TASK REQUIREMENTS -
Print every record below exactly, minus the pictures.

INPUT RECORDS -
# # # # #

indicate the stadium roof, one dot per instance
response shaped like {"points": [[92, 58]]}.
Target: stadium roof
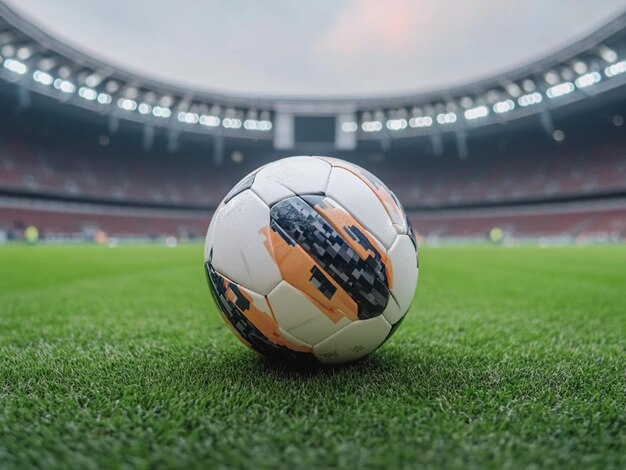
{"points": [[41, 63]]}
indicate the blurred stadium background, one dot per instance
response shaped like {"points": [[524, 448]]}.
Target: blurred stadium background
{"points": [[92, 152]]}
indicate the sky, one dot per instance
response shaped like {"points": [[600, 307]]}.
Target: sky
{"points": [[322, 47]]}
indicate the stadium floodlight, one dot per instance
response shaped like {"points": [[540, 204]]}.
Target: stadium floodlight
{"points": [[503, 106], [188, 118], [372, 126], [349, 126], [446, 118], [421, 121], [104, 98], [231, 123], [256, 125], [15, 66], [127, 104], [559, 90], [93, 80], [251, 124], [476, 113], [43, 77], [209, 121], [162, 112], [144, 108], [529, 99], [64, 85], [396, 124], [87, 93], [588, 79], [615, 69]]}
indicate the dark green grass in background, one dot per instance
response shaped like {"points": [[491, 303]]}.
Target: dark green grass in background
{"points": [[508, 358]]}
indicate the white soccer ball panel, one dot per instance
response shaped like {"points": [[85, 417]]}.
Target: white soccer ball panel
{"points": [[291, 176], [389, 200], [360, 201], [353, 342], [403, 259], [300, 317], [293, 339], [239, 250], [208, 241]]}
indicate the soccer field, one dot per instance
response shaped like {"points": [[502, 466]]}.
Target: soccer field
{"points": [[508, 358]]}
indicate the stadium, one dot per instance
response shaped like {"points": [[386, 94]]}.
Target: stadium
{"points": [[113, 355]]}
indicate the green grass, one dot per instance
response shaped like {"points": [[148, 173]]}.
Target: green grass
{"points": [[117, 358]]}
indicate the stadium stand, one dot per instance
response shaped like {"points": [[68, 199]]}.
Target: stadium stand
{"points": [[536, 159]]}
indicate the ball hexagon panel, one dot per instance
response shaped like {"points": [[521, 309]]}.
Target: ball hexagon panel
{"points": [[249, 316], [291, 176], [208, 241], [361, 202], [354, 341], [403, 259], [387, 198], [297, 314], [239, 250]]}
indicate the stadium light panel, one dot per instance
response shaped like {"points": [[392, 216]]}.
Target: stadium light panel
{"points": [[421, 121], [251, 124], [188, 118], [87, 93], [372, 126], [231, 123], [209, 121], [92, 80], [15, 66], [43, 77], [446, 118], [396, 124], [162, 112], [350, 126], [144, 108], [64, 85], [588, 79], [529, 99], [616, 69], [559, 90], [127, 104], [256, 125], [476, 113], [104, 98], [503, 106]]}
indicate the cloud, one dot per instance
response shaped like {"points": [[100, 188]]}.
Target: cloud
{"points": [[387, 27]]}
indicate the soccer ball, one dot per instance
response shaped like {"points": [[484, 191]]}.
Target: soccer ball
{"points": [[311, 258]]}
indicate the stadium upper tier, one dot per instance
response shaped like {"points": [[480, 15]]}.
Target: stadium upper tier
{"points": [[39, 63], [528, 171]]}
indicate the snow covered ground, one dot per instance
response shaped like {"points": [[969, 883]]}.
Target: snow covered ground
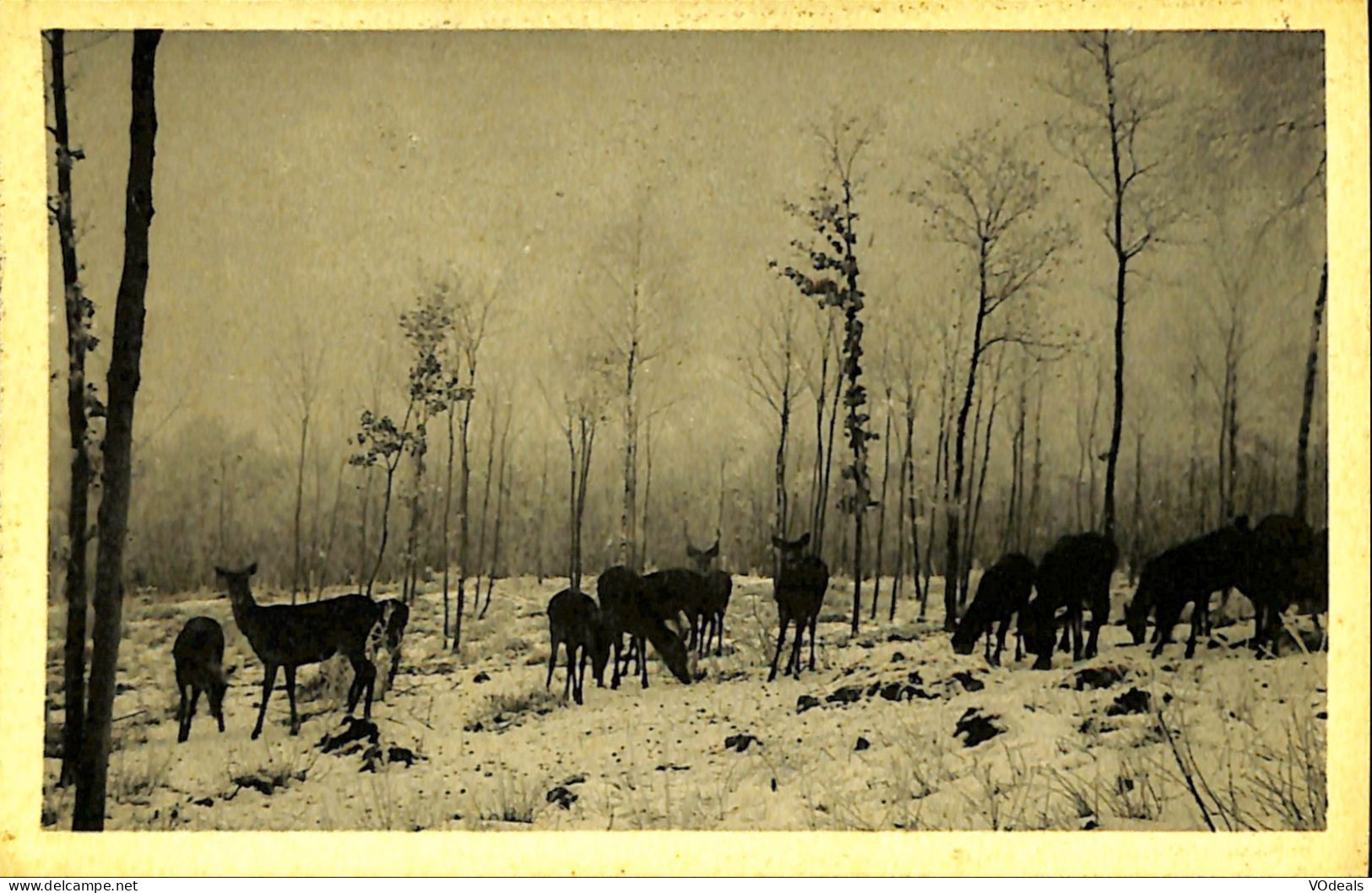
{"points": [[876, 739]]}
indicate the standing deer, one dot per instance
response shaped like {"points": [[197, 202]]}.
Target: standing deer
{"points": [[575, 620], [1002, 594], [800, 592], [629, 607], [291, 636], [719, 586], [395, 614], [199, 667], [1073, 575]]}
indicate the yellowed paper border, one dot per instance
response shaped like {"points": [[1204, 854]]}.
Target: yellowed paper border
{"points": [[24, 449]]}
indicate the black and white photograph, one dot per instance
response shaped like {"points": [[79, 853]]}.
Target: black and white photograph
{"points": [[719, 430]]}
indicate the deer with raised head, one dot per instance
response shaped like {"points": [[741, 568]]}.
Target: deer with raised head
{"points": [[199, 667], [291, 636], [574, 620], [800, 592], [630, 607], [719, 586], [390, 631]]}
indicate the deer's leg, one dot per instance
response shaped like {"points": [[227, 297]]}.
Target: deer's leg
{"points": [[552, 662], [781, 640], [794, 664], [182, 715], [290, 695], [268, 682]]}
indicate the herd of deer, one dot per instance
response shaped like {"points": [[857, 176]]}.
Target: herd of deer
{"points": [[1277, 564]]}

# # # # #

ANSWER AREA -
indicate the stadium roof, one dot per instance
response shaped like {"points": [[92, 58]]}.
Target: stadium roof
{"points": [[41, 63]]}
indicate the blurred stadium background, one dot per instance
response shaped like {"points": [[524, 448]]}.
Target: blurred stadium background
{"points": [[92, 152]]}
indicate the sky, one dot per instance
response shaped like {"points": [[600, 307]]}.
Target: sky
{"points": [[322, 47]]}
indicate the stadium floodlight, one dot per instance
response shaped like {"points": [[540, 204]]}.
Target: stadium floodlight
{"points": [[503, 106], [188, 118], [372, 126], [349, 126], [446, 118], [421, 121], [104, 98], [231, 123], [256, 125], [15, 66], [127, 104], [559, 90], [93, 80], [251, 124], [476, 113], [43, 77], [209, 121], [162, 112], [144, 108], [529, 99], [64, 85], [396, 124], [87, 93], [588, 79], [615, 69]]}
indicate the dark green grass in background, one dot per instance
response shaped like {"points": [[491, 303]]}.
Target: dark green grass in background
{"points": [[508, 358]]}
indicate the white soccer ball panel, one dot per instance
response shaped like {"points": [[85, 417]]}.
Target: white soccer ball panel
{"points": [[291, 176], [389, 200], [360, 201], [353, 342], [403, 259], [300, 317], [293, 339], [239, 250], [208, 241]]}
indicate the soccer field, one dot per instance
response shaped like {"points": [[502, 466]]}.
Target: soccer field
{"points": [[508, 358]]}
indicate the stadium, one dot per instance
response shaped like {"points": [[386, 94]]}.
Target: stadium
{"points": [[113, 355]]}
indicate the green grass, one dot per instance
response shaped like {"points": [[148, 173]]}.
Target: green grass
{"points": [[117, 358]]}
indicate the stadium stand, one dot per instance
response shaped like {"points": [[68, 199]]}.
Target: stadium stand
{"points": [[536, 159]]}
indicate the ball hexagon panel, one dot per instance
response shaped like {"points": [[521, 309]]}.
Target: ball hexagon panel
{"points": [[249, 316], [291, 176], [208, 241], [361, 202], [354, 341], [403, 259], [387, 198], [297, 314], [239, 250]]}
indicate the stadium light panel, one dot per instance
response shaped like {"points": [[392, 216]]}.
Target: stadium light panel
{"points": [[421, 121], [251, 124], [188, 118], [87, 93], [372, 126], [231, 123], [209, 121], [92, 80], [15, 66], [43, 77], [446, 118], [396, 124], [162, 112], [350, 126], [144, 108], [64, 85], [588, 79], [529, 99], [616, 69], [559, 90], [127, 104], [256, 125], [476, 113], [104, 98], [503, 106]]}
indicate the cloud, one dot per instance
response shaped like {"points": [[100, 188]]}.
Target: cloud
{"points": [[387, 27]]}
indicate the soccer ball, one dot per instance
response shaped like {"points": [[484, 191]]}.
Target: soccer ball
{"points": [[311, 258]]}
indicate the stadium upper tier, one dot per instance
response shaped like {"points": [[480, 15]]}.
Target: stadium upper tier
{"points": [[39, 63], [528, 171]]}
indicate the snow covered ground, one dot per instance
response shaped like {"points": [[969, 883]]}.
Target: snow covered ground
{"points": [[876, 739]]}
indicate the standing deer, one dot per instance
response shaped like {"points": [[197, 202]]}.
Target: standing deer
{"points": [[575, 620], [1002, 594], [800, 592], [629, 607], [291, 636], [719, 586], [395, 614], [199, 667], [1073, 575]]}
indicate the yellowed paper border, one dot per instance
response shaped like {"points": [[1204, 854]]}.
Target: yellowed paper border
{"points": [[24, 449]]}
indicate the black and white photograph, one dot per instance
response shaped like {"points": [[79, 853]]}.
Target: black and white photograph
{"points": [[719, 430]]}
indicate the deer with raised head, one dot per instance
response shaped like {"points": [[741, 568]]}.
Target: deer with raised head
{"points": [[199, 667], [291, 636], [574, 620], [800, 592], [630, 607], [719, 586], [390, 631]]}
indicate the deer's leg, one dot per instance
response shaped like {"points": [[227, 297]]}.
Target: deer's leg
{"points": [[552, 662], [781, 640], [794, 664], [182, 715], [290, 695], [268, 682]]}
indicate the herd of deer, one dot per instance
response shaped like {"points": [[857, 176]]}.
Target: herd of deer
{"points": [[1277, 564]]}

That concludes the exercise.